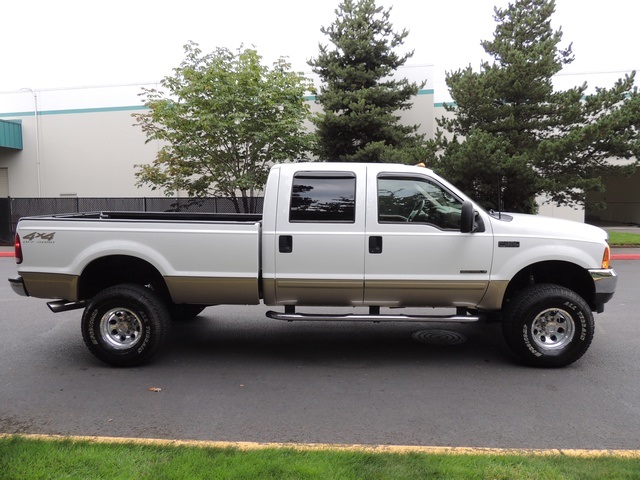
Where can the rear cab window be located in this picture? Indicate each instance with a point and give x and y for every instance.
(323, 197)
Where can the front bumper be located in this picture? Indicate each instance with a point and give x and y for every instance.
(17, 285)
(605, 281)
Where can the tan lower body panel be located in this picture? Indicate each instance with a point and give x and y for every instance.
(214, 291)
(318, 292)
(404, 293)
(51, 285)
(419, 293)
(494, 297)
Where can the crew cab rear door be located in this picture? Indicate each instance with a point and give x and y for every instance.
(320, 244)
(416, 254)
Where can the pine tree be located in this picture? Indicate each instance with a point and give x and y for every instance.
(360, 99)
(514, 137)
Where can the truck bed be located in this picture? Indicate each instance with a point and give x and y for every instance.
(160, 216)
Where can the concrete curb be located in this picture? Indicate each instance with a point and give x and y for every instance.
(306, 447)
(625, 256)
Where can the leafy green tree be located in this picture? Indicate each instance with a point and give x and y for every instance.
(360, 99)
(224, 120)
(514, 137)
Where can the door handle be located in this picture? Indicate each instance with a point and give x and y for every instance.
(285, 244)
(375, 244)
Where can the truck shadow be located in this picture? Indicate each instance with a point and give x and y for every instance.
(343, 345)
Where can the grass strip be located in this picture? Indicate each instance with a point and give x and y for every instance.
(22, 457)
(623, 239)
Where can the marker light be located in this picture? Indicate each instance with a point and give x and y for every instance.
(606, 257)
(18, 249)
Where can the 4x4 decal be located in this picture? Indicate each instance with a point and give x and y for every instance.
(44, 236)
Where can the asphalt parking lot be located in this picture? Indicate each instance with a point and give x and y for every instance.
(234, 375)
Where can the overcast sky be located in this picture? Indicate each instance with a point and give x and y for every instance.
(49, 44)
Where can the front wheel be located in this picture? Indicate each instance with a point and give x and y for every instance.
(125, 325)
(548, 326)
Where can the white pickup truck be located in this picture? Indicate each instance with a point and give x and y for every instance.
(340, 235)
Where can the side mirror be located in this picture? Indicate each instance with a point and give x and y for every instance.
(466, 217)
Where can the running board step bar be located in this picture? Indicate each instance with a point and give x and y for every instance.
(290, 316)
(58, 306)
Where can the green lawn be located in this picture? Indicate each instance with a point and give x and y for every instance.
(28, 458)
(621, 238)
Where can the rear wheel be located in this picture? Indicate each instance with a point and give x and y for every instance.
(125, 325)
(548, 326)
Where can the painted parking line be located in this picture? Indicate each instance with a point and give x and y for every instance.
(306, 447)
(614, 256)
(625, 256)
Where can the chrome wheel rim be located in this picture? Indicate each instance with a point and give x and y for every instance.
(553, 329)
(121, 328)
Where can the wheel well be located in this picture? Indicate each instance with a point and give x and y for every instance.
(565, 274)
(118, 269)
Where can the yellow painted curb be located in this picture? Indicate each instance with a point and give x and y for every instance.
(399, 449)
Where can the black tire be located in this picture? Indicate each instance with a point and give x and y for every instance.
(183, 311)
(548, 326)
(125, 325)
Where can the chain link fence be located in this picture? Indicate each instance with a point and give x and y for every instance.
(13, 209)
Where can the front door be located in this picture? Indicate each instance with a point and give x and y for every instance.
(416, 254)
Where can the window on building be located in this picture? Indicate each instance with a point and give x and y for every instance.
(323, 197)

• **GOAL**: Output the records verbatim, starting at the line that contains "Where can the running" and ending at the final line of the records, with both ends included.

• **THE COMPLETED TASK**:
Where can the running board step bar be located in this picture? Indicate each instance with a point and give x and y for every instance.
(290, 316)
(58, 306)
Where can the green lawn be located in this picture? Indicate each instance with a point and give x and y for every instance.
(28, 458)
(621, 238)
Where can the rear wheel be located in this picture? Indicate each instance with a point and give x and y for every instance.
(125, 325)
(548, 326)
Where can the painted parking line be located in this picture? Indicate each instance with a point and give x and y for every instance.
(306, 447)
(614, 256)
(625, 256)
Where can the chrome wheel rim be located in this picture? Indicate each instance with a point and give x and y for every instance.
(553, 329)
(121, 328)
Where can the wheel well be located in this picture? Indicate each instance with a point and give x and y for every instance.
(565, 274)
(118, 269)
Where can the yellow painted curb be located in this picture? Indicate each instance with a point and give x and y for every instance.
(399, 449)
Where can the black tire be located in this picture? Indicate each instance with a point and give x and y for every instance.
(183, 311)
(548, 326)
(125, 325)
Where can the chain link fence be located in this picture? Indicate each instance with a point and give x and y for every instance.
(13, 209)
Where can the front door be located in this picture? Indicate each instance with a point and give x and y for every instance.
(416, 254)
Where can the window on building be located in this picture? Indicate each instance with a point and give x and y for every instance.
(323, 197)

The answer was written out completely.